Point placement records
——————————

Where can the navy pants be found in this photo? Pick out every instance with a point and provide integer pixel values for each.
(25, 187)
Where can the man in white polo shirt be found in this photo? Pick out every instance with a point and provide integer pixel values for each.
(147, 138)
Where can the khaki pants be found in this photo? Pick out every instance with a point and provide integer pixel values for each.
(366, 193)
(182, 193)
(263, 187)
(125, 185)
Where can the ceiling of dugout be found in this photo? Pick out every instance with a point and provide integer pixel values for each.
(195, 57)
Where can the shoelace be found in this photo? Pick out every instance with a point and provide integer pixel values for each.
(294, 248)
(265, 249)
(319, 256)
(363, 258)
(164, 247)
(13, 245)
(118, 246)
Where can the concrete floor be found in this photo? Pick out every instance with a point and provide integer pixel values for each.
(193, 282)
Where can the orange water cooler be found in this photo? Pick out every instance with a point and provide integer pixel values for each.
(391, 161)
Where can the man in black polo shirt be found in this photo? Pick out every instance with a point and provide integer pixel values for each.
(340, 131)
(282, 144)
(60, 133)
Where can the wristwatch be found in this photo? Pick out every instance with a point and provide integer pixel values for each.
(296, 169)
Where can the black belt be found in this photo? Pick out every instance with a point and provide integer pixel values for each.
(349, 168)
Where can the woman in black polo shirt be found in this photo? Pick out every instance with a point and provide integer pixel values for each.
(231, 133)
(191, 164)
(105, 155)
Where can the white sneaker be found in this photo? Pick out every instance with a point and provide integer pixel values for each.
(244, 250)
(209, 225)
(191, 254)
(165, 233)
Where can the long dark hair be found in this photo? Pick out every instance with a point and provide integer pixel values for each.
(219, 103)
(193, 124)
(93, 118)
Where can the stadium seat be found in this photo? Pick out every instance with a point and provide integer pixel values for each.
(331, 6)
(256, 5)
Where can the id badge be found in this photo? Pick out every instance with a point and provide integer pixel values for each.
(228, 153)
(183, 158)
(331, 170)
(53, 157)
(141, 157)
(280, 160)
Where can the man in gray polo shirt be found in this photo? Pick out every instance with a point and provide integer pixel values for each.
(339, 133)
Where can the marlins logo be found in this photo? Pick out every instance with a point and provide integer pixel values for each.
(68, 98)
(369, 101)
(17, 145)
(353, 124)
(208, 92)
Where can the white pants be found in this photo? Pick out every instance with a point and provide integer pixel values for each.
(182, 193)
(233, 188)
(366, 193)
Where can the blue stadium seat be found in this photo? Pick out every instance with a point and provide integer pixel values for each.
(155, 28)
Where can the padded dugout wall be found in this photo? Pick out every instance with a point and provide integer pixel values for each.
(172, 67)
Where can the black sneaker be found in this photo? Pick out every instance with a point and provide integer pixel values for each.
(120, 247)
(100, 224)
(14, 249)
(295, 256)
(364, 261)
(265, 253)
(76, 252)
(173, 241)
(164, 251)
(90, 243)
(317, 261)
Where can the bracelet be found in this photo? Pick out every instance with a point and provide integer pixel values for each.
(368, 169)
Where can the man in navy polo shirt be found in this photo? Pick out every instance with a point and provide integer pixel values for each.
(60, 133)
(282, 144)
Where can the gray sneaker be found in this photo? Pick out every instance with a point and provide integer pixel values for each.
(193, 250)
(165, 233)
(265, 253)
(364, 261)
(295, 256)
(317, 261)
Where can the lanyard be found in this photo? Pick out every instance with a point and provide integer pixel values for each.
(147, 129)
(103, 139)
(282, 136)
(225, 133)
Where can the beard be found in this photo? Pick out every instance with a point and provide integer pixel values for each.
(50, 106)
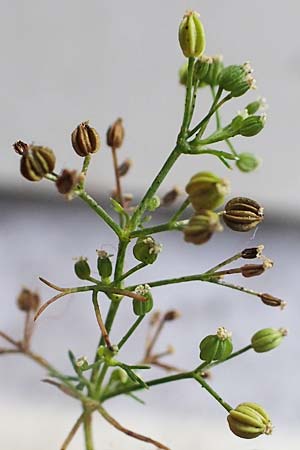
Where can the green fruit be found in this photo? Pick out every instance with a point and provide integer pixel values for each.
(146, 250)
(141, 308)
(267, 339)
(216, 347)
(82, 269)
(249, 420)
(206, 191)
(191, 35)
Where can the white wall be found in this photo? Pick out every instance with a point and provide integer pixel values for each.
(65, 61)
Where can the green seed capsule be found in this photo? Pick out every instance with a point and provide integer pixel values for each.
(237, 79)
(242, 214)
(82, 269)
(252, 125)
(202, 67)
(104, 265)
(214, 71)
(191, 35)
(36, 162)
(206, 191)
(141, 308)
(253, 107)
(146, 249)
(247, 162)
(201, 227)
(216, 347)
(267, 339)
(249, 420)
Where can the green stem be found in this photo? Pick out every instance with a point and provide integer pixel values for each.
(104, 333)
(233, 286)
(187, 116)
(218, 118)
(181, 142)
(204, 122)
(131, 271)
(213, 393)
(180, 211)
(100, 380)
(154, 187)
(233, 355)
(158, 229)
(101, 212)
(130, 332)
(231, 147)
(114, 305)
(154, 382)
(184, 279)
(87, 426)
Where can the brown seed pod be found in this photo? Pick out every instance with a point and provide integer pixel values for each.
(36, 162)
(115, 134)
(242, 214)
(85, 139)
(66, 181)
(28, 300)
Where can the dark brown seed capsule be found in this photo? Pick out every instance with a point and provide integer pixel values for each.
(85, 140)
(36, 162)
(252, 253)
(173, 314)
(124, 167)
(170, 197)
(28, 300)
(66, 181)
(270, 300)
(242, 214)
(115, 134)
(252, 270)
(21, 147)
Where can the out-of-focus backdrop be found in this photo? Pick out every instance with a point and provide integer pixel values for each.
(63, 62)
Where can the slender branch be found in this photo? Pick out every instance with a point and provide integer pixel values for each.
(28, 329)
(180, 211)
(212, 392)
(202, 125)
(174, 154)
(8, 339)
(87, 426)
(154, 338)
(101, 212)
(218, 118)
(130, 332)
(233, 355)
(231, 147)
(131, 271)
(225, 263)
(183, 279)
(100, 321)
(117, 177)
(154, 382)
(48, 303)
(131, 433)
(187, 116)
(158, 228)
(72, 432)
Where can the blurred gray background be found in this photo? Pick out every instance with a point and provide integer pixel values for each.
(63, 62)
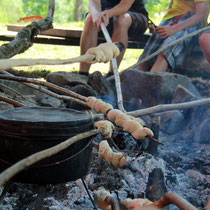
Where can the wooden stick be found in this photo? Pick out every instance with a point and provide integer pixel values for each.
(168, 46)
(22, 164)
(169, 107)
(152, 139)
(11, 101)
(116, 75)
(17, 93)
(48, 92)
(9, 63)
(172, 198)
(23, 40)
(46, 84)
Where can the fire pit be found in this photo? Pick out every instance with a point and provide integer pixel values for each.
(25, 131)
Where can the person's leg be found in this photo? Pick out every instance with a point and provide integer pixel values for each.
(143, 67)
(88, 39)
(160, 65)
(204, 41)
(121, 25)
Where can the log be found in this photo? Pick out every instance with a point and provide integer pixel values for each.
(169, 107)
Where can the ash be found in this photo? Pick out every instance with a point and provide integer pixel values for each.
(180, 166)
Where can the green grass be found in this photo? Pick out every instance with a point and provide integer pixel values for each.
(65, 52)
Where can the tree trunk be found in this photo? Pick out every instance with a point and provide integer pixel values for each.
(78, 10)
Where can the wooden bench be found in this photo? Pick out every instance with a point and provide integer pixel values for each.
(60, 36)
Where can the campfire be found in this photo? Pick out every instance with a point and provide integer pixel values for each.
(158, 170)
(137, 140)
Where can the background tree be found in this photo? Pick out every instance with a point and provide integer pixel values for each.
(78, 10)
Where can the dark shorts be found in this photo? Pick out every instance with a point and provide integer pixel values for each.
(207, 30)
(137, 28)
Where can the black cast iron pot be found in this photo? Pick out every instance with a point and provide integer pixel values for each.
(25, 131)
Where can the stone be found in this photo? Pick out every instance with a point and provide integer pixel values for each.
(201, 134)
(171, 121)
(62, 78)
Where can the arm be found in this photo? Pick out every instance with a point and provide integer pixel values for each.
(120, 8)
(95, 11)
(198, 17)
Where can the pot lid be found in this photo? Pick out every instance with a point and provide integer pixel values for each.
(44, 116)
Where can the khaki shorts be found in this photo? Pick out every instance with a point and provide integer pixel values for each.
(137, 28)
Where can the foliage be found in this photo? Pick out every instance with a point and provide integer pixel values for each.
(10, 11)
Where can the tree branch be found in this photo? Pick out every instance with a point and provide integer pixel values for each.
(169, 107)
(168, 46)
(24, 38)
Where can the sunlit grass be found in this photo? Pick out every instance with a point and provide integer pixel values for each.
(66, 52)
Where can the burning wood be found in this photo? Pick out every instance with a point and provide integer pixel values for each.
(172, 198)
(116, 159)
(104, 200)
(134, 204)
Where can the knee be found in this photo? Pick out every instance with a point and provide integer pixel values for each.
(122, 22)
(89, 21)
(204, 41)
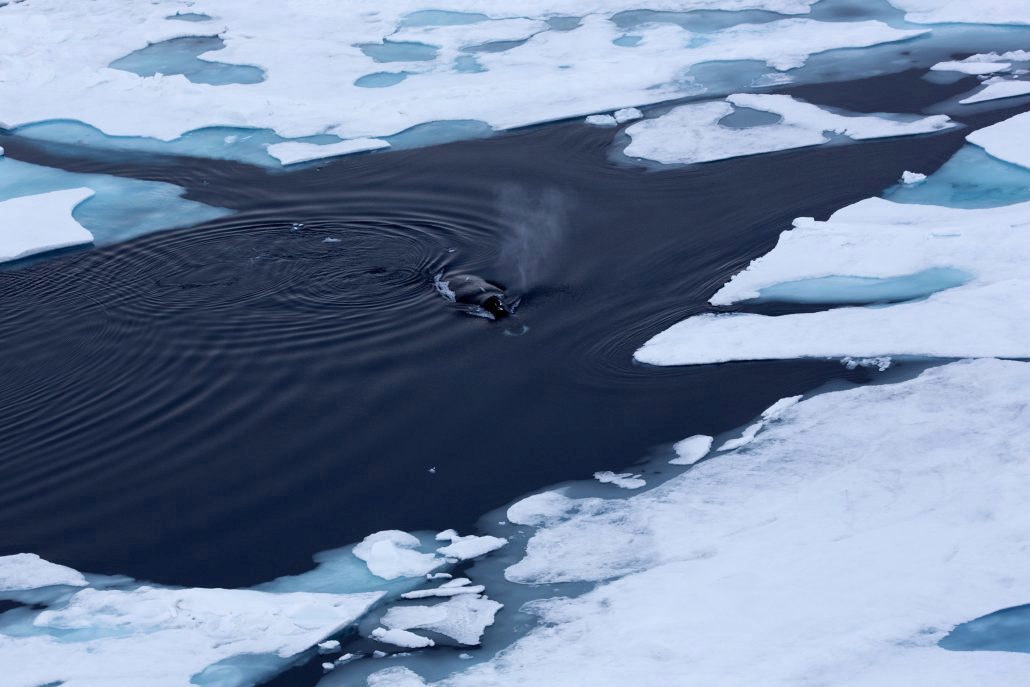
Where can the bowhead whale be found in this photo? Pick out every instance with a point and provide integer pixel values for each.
(473, 290)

——————————

Job
Extract only the lines from the one that contains "Where can the sunlit" through the end of the records, inclusive, and omit every picture.

Answer to the problem
Where can the sunlit grass be found in this photo? Pick out every instance with a point and provide integer pixel values for each.
(66, 52)
Where can the burning wood be found in this photo? Pick out every instance with a point and provide integer pixel values for each.
(172, 198)
(116, 159)
(104, 200)
(134, 204)
Where can the knee be found in this photo? Pick out every instance with a point and provide integer pixel values for each.
(122, 22)
(89, 21)
(204, 41)
Where can the bowhead whale be found in this photo? Pick out every instance with a point and provide integer pixel values for each.
(473, 290)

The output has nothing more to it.